_Work required:_
Each record must be retyped in full. No character may differ.

▼▼▼

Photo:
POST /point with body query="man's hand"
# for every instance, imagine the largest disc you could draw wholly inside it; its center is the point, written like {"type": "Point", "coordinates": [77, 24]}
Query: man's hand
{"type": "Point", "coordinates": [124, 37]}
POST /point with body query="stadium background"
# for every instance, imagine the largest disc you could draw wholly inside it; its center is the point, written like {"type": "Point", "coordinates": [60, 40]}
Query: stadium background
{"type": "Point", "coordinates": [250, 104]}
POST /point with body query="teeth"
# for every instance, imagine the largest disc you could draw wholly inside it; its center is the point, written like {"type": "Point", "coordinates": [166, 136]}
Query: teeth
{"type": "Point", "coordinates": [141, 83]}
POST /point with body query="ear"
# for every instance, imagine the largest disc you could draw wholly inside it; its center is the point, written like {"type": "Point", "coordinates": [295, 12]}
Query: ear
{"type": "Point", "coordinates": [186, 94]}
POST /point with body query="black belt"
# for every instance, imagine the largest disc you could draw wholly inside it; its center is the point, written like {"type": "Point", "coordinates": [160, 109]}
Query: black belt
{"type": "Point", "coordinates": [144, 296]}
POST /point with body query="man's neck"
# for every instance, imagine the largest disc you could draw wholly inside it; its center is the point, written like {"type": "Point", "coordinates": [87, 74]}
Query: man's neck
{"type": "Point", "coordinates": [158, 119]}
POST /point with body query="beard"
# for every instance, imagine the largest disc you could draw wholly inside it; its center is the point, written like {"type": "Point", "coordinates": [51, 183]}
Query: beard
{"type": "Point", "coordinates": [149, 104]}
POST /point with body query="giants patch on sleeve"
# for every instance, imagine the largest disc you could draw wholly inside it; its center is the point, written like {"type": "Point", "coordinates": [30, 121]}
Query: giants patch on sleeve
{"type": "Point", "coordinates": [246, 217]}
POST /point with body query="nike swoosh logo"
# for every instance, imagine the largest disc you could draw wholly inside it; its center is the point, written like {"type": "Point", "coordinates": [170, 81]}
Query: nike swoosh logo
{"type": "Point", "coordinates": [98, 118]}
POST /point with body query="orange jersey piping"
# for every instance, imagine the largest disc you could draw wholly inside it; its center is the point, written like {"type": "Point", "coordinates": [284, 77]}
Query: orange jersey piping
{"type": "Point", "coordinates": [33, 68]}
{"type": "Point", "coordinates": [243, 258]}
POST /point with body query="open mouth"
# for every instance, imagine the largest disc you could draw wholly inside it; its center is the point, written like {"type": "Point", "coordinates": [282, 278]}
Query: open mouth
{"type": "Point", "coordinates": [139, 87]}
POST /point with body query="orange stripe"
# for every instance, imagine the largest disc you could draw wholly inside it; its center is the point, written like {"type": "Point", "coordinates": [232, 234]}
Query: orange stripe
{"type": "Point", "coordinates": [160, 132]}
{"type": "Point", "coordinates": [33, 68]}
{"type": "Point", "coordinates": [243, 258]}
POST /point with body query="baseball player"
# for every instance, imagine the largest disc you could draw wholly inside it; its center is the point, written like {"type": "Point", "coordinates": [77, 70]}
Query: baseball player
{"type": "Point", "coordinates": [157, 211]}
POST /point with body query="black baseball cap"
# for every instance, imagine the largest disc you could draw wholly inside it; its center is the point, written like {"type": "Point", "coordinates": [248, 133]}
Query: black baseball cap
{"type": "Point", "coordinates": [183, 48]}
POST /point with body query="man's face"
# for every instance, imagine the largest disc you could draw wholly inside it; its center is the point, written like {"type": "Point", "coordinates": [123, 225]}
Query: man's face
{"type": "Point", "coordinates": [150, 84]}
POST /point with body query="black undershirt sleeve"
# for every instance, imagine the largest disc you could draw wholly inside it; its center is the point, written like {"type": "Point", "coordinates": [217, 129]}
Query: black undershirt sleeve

▲▲▲

_The reply:_
Photo:
POST /point with body query="man's hand"
# for every instance, imagine the largest disc you could draw wholly inside it; its center is the point, written like {"type": "Point", "coordinates": [77, 24]}
Query: man's hand
{"type": "Point", "coordinates": [124, 37]}
POST /point with body query="stadium background"
# for every instance, imagine the largest disc you could draw wholly inside it; its center is the point, written like {"type": "Point", "coordinates": [60, 40]}
Query: stadium background
{"type": "Point", "coordinates": [250, 104]}
POST /point with body query="teeth"
# for every instance, imagine the largest disc you could draw wholly inside it; its center is the point, written like {"type": "Point", "coordinates": [166, 136]}
Query: teeth
{"type": "Point", "coordinates": [141, 83]}
POST /point with body query="ear"
# for every instance, imagine the largest disc you could draw wholly inside it; its center is the point, written like {"type": "Point", "coordinates": [295, 12]}
Query: ear
{"type": "Point", "coordinates": [186, 94]}
POST /point with body query="black belt"
# for every instance, imagine the largest disc you could draw wholly inside it; its center is the point, written like {"type": "Point", "coordinates": [160, 109]}
Query: black belt
{"type": "Point", "coordinates": [144, 296]}
POST /point with body query="man's neck"
# for every instance, imagine the largest disc you could draw wholly inside it; its center is the point, written like {"type": "Point", "coordinates": [87, 74]}
Query: man's neck
{"type": "Point", "coordinates": [158, 119]}
POST /point with body query="beard"
# for every instance, imagine the largest disc you could draw wholly inside it; its center is the point, written like {"type": "Point", "coordinates": [51, 183]}
Query: beard
{"type": "Point", "coordinates": [149, 104]}
POST /point with body query="giants patch on sleeve"
# for every instance, imagine the largest disc you could draw wholly inside it; its center is the point, written like {"type": "Point", "coordinates": [30, 121]}
Query: giants patch on sleeve
{"type": "Point", "coordinates": [246, 217]}
POST /point with body query="nike swoosh logo"
# for every instance, imagine the largest disc you could draw wholly inside it; its center is the point, written like {"type": "Point", "coordinates": [170, 81]}
Query: nike swoosh logo
{"type": "Point", "coordinates": [98, 118]}
POST /point with body query="orange jersey piping"
# for every instance, imagine the largest disc you could draw wholly inside it; its center is the point, written like {"type": "Point", "coordinates": [284, 77]}
Query: orange jersey piping
{"type": "Point", "coordinates": [33, 68]}
{"type": "Point", "coordinates": [243, 258]}
POST /point with body query="open mouth"
# for every instance, imagine the largest disc you could draw wholly inside it; its center is the point, written like {"type": "Point", "coordinates": [282, 278]}
Query: open mouth
{"type": "Point", "coordinates": [139, 87]}
POST /point with body query="orange stripe"
# for every instance, imagine the largest disc you could draw wholly inside it; its center is the point, written like {"type": "Point", "coordinates": [232, 234]}
Query: orange stripe
{"type": "Point", "coordinates": [160, 132]}
{"type": "Point", "coordinates": [33, 68]}
{"type": "Point", "coordinates": [243, 258]}
POST /point with body query="baseball player"
# for every instance, imagine the largest disc you could draw wholly inside it; its center is the point, written like {"type": "Point", "coordinates": [77, 70]}
Query: baseball player
{"type": "Point", "coordinates": [157, 211]}
POST /point with body query="black baseball cap"
# for every instance, imagine the largest disc you could draw wholly inside it; its center is the point, written like {"type": "Point", "coordinates": [248, 133]}
Query: black baseball cap
{"type": "Point", "coordinates": [183, 48]}
POST /point with body query="man's face"
# for every instance, imagine the largest disc you could draw wholly inside it; its center is the point, written like {"type": "Point", "coordinates": [123, 225]}
Query: man's face
{"type": "Point", "coordinates": [150, 84]}
POST /point with body query="black undershirt sleeve"
# for every instance, imagine the largest disc you could draw wholly inside it; its center is the point, written like {"type": "Point", "coordinates": [217, 129]}
Query: black undershirt sleeve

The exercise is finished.